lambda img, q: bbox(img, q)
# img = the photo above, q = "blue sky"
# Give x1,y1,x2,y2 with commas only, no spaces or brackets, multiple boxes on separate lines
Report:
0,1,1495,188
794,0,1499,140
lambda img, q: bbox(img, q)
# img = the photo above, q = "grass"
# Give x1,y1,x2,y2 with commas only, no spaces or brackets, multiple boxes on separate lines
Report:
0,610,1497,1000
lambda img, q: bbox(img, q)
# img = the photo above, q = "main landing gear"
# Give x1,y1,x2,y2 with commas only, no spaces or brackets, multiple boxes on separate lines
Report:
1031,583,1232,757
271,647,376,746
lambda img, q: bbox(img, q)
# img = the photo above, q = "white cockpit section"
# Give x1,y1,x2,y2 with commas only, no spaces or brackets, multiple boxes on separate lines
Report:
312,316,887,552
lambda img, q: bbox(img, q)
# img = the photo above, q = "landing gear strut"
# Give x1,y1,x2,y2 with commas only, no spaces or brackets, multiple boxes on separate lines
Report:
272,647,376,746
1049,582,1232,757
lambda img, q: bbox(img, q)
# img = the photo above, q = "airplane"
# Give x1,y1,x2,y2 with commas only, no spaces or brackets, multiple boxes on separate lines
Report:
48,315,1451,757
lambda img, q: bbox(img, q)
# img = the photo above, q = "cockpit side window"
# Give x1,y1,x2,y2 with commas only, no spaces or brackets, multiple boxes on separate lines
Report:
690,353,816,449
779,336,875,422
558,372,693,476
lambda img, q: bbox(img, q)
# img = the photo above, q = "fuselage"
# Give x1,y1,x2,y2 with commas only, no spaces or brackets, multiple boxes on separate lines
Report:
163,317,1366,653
----
■ **ABOUT THIS EXERCISE**: Filter the data for the string "photo". Copy each matching line.

■ **RESPONSE**:
# img = the photo above, q = "blue sky"
# img = the photo above, q = "grass"
# img = the photo above, q = "main landing gear"
# img = the photo above, q = "white cockpit section"
# img = the photo above, q = "landing gear strut"
# img = the photo above, q = "airplane"
# img = the photo above, q = "cockpit side window"
# img = the photo above, q = "fuselage"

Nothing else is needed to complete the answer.